:: SOURCE EXCERPT ::
[start]

However, in my reading of subsection 1236(1C) of the Act, there is a requirement for the recovery of the debt to have causal relationship between the recovery of the debt and “severe financial hardship”.
In my view, the evidence does not support a conclusion that the $20 per fortnight deduction from the Applicant’s Family Tax Benefit would result in her being in “severe financial hardship”.
Therefore, I am satisfied that there are no grounds for the debt to be written off pursuant to section 1236 of the Act.
SECTION 1237A – “ADMINISTRATIVE ERROR”
The Applicant contends that a proportion of the debt should be waived because Centrelink had not acted sooner with regard to the apparent failure of notification with respect to changes in her ex-husband’s compensation payments. She stated that it was unfair that she is required to repay the debt because her ex-husband had his own bank account and controlled his own money. She denied knowledge as to the amount of compensation payments received by her ex-husband as well as the advice given to Centrelink.
The Respondent contends that the Applicant was sent numerous notices over the debt period which stated that Centrelink must be informed within a specified time about any changes in circumstances that may affect her payments.
At this point, it is relevant to consider the circumstances which led to the raising of the debt.
Centrelink records show that on 20 December 2011, following a “matching exercise” with respect to the financial year 2008/2009, a discrepancy between the Applicant’s ex-husband’s income declared to the Australian Tax Office (ATO) [$36,023] and to Centrelink [$26,305] was identified.
On 23 January 2012, a Data-matching Program review was started with a request for further information.
An annotation to the review dated 24 April 2012 noted that there had been no compensation updates since 10 September 2008. When the Applicant’s ex-husband was contacted he advised that he was still receiving workers compensation payments and was asked to confirm “rate paid/payable” from 10 September 2008 to date. In the Centrelink documents, there is no evidence of a response from the Applicant’s ex-husband.
An annotation to the review dated 10 October 2012 noted that the last rate advised to Centrelink was $462.03 per week as of 12 July 2008.
An annotation to the review dated 22 March 2013 noted that the Applicant’s ex-husband’s compensation payments were later updated on 10 August 2009 at $442.05 weekly. It was also noted that “As per ITRS for 2008/2009 partner compo was $36023 pa, 2009/2010 $38762 pa and 2010/2011 $37758 pa”.

[end]

:: STORED RECORDS ::
[start]

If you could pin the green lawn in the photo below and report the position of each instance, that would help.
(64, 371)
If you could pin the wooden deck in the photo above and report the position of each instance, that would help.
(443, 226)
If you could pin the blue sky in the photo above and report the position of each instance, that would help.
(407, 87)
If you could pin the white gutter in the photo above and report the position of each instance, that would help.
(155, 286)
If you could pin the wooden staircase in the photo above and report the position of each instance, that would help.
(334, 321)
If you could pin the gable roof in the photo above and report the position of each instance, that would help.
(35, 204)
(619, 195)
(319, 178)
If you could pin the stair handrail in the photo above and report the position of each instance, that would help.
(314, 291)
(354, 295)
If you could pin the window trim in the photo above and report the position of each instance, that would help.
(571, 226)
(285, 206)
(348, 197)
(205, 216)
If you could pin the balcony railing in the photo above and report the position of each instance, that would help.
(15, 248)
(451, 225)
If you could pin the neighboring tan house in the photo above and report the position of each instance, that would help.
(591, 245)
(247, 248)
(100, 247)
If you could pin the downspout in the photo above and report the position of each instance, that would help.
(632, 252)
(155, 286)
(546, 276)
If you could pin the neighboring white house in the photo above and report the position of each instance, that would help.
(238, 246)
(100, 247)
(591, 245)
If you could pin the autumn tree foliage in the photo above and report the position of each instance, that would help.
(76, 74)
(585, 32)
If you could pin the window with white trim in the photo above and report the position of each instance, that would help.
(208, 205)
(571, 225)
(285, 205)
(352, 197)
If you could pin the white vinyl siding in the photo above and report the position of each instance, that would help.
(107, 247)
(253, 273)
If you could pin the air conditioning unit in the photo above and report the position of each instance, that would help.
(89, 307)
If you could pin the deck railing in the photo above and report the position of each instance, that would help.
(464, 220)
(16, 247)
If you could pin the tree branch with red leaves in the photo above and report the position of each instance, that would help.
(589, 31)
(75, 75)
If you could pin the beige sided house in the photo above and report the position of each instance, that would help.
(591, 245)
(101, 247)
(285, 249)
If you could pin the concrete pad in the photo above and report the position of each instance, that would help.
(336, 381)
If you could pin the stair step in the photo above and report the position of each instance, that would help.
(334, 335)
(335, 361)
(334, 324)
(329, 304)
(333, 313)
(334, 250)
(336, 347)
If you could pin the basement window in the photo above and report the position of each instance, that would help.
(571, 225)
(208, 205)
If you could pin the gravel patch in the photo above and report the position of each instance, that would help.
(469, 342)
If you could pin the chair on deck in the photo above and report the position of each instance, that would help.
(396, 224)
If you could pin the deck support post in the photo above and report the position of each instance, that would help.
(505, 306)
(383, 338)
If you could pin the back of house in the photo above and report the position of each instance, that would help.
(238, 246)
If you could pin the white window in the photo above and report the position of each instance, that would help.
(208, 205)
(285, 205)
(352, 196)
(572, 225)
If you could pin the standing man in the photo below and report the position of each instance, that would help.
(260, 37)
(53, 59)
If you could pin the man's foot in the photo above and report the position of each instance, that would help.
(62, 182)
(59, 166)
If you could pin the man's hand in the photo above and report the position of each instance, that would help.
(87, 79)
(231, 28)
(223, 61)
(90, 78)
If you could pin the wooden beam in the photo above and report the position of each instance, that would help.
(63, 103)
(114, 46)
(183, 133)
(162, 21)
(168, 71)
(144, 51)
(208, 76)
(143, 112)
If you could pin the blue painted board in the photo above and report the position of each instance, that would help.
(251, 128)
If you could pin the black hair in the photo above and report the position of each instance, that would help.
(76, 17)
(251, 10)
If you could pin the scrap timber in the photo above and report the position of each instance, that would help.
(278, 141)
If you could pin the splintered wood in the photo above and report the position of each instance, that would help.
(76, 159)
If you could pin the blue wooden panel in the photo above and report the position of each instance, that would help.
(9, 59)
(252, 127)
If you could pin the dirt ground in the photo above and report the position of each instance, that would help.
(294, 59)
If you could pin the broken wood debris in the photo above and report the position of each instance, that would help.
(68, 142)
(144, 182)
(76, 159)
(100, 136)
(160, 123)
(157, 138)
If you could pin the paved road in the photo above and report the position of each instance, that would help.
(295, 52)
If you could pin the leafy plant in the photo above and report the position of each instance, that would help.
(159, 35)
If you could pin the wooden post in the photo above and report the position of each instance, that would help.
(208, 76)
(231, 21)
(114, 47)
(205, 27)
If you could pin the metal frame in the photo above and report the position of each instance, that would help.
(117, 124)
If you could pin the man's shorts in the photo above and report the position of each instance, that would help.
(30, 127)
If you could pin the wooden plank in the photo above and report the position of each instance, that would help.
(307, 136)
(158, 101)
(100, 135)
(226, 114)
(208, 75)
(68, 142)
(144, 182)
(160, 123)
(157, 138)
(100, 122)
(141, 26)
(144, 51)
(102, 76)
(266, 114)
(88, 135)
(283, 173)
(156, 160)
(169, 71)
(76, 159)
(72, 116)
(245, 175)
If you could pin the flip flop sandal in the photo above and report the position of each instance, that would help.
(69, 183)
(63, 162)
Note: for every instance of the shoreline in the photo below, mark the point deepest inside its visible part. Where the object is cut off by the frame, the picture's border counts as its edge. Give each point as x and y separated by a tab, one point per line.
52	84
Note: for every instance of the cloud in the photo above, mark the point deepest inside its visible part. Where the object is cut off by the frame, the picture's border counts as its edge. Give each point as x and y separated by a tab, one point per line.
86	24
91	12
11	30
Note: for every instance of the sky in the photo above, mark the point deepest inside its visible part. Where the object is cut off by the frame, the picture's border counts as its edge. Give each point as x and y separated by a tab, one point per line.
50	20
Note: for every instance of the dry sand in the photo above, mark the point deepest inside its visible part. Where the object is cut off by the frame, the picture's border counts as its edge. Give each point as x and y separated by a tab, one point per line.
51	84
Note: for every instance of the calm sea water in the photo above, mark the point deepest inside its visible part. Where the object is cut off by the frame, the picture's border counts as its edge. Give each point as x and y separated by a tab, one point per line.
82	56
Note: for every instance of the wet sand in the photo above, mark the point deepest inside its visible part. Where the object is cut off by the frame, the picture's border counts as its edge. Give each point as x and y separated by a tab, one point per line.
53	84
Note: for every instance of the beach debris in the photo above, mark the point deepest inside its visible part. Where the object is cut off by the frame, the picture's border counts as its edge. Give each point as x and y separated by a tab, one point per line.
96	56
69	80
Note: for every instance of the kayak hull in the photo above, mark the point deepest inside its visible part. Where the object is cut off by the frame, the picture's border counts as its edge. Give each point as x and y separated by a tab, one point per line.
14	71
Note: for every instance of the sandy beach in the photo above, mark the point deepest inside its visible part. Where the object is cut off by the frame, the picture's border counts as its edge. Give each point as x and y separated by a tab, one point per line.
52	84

[end]

:: INSTRUCTION A ::
List the dates of the annotations to the Data-matching Program review that the Centrelink debt excerpt mentions.
:: INSTRUCTION B ::
Pick up the Centrelink debt excerpt at the point where it stops and write what comes next.

:: WRITTEN REPLY A ::
24 April 2012, 10 October 2012, 22 March 2013

:: WRITTEN REPLY B ::
At the time of the Applicant’s application for Austudy on 12 December 2008, Centrelink documents record her ex-husband’s taxable income as $22,000.
From 16 December 2008, the Applicant’s ex-husband’s taxable income recorded regular increases from $24,025 to $36,500 on the 14 June 2013.
Included in the evidence before the Tribunal is a document from Employers Mutual titled “Scheduled list of payments for [the Applicant’s ex-husband] as at 4/4/13” (SLP).
This document lists the Applicant’s ex-husband’s gross daily rate of compensation payments from 1 February 2009 to 24 April 2013. The document also lists the fortnightly net payment after tax.
On perusal of the document, the taxable income that was regularly recorded in Centrelink documents appears to have been the net income after tax.
For example, on 15 June 2010 Centrelink recorded a taxable income of $31,000 for the financial year 2010/2011. The SLP notes indicate that during the financial year 2010/2011, the Applicant’s ex-husband’s gross fortnightly payment was $1452.32. The net payment after tax ranged from $1,250.32 to $1,264.32 (i.e. approximately $32,500).
Consideration
Section 1237A of the Act provides for waiver of a debt due to administrative error. Subsection 1237A(1) of the Act relevantly states:
Subject to subsection (1A), the Secretary must waive the right to recover the proportion of a debt that is attributable solely to an administrative error made by the Commonwealth if the debtor received in good faith the payment or payments that gave rise to that proportion of the debt.
Note: Subsection (1) does not allow waiver of a part of a debt that was caused partly by administrative error and partly by one or more other factors (such as error by the debtor).
Therefore, the issue is whether a proportion of the Applicant’s debt can be attributed solely to administrative error by Centrelink.
The Respondent contends that the law in relation to sole administrative error is very strict, and even minor contributory actions by the debtor, such as leaving part of a form blank, or failure to make expected enquiries, may prevent debt from being found “solely” due to administrative error.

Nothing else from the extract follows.